- **RECORDS SUPPLIED**:

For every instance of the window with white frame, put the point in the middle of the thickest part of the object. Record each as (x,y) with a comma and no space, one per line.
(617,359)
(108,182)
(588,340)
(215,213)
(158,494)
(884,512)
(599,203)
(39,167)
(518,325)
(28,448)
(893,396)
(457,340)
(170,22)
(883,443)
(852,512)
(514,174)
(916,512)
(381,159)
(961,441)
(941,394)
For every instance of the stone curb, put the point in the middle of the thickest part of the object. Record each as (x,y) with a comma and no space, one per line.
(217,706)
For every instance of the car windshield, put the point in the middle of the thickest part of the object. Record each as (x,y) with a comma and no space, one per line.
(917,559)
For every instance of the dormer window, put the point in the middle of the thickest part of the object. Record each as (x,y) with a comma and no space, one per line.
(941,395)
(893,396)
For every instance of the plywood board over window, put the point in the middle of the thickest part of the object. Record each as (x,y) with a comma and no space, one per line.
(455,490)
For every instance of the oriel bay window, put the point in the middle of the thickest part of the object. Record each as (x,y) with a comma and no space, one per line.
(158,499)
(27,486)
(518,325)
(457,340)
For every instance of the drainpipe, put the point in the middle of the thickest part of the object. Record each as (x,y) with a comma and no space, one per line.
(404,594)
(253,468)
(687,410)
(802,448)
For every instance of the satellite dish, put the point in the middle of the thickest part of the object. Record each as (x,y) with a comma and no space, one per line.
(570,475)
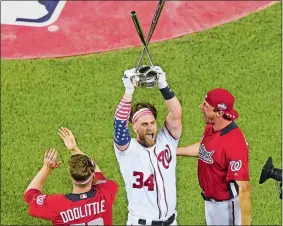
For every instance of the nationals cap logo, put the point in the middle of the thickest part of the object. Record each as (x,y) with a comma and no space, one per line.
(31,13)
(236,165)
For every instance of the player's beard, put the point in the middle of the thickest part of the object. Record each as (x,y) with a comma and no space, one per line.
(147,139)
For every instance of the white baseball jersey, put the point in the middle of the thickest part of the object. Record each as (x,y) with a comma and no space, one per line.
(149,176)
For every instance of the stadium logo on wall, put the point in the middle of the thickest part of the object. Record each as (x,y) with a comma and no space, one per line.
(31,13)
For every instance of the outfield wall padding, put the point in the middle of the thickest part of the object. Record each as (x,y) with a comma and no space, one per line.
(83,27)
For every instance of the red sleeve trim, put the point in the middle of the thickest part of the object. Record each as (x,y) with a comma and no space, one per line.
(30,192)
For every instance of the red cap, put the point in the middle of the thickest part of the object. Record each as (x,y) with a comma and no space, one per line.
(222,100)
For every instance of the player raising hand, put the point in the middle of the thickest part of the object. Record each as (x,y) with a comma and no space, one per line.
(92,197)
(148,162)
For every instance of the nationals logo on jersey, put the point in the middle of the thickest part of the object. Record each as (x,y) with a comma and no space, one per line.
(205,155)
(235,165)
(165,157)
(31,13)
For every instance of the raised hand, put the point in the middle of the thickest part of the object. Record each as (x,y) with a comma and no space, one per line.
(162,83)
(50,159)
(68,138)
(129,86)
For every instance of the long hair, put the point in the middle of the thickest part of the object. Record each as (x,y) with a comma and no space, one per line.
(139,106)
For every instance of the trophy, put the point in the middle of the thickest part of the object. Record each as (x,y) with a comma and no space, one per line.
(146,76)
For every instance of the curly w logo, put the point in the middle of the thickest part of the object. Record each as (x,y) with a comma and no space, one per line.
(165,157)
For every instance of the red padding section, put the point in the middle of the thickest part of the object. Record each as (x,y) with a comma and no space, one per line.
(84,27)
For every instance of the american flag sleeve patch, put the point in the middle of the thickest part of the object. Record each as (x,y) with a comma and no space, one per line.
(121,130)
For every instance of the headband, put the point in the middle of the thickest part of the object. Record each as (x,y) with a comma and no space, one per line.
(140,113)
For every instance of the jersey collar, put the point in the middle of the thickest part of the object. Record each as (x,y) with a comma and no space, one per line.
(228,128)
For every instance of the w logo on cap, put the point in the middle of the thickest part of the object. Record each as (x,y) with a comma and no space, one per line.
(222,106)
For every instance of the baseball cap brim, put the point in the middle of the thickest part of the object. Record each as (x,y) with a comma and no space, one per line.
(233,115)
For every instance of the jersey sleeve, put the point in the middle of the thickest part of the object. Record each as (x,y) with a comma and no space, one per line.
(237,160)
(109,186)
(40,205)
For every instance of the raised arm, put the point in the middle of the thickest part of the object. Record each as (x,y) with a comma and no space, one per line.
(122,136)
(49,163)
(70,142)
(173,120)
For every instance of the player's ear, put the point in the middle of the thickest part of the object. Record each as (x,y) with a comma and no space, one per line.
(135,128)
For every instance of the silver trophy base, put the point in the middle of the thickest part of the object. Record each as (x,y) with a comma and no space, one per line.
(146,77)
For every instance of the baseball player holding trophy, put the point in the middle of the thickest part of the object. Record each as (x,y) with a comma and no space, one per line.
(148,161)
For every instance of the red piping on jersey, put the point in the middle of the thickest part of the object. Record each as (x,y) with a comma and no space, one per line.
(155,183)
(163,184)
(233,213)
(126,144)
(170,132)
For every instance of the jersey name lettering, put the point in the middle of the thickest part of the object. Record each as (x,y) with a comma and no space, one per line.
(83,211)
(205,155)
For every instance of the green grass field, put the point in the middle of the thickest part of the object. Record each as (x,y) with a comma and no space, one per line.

...

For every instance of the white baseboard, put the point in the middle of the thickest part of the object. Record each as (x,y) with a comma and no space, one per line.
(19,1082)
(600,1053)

- **WORK INSTRUCTION**:
Give back the records above exactly, limited to the lines between the one holding "For every instance of the player's ear, put" and the one holding "For every instance of the green", inclusive.

- **RESULT BELOW**:
For every instance of the player's ear, put the point in the middle of the thickest part of the object. Record each as (x,y) with a comma and no space, one per line.
(135,128)
For every instance of the silver trophy base, put the point in the middle of the thickest part of the object. Record each as (x,y) with a comma and no space, one per line.
(146,77)
For every instance of the baseball player holding trophy, put the point in the middle of the thickest part of the object. Record each as (x,y) with a comma and no space, one per line.
(148,161)
For every instance of the red piping on jersey, put the point in the middle of the thickest part of the object. Record each as (x,y) with a comma and no space, one per line.
(155,183)
(163,184)
(233,213)
(126,144)
(170,132)
For every instance of the jersey name lettering, put the point in the middle of the thickest part of the object. Record each as (x,y) with a comma and no space, one per line.
(83,211)
(205,155)
For every instance of the green grass field, put the point in the middle of the thickest part of the object. Record each as (x,y) with a comma and no space, one per line.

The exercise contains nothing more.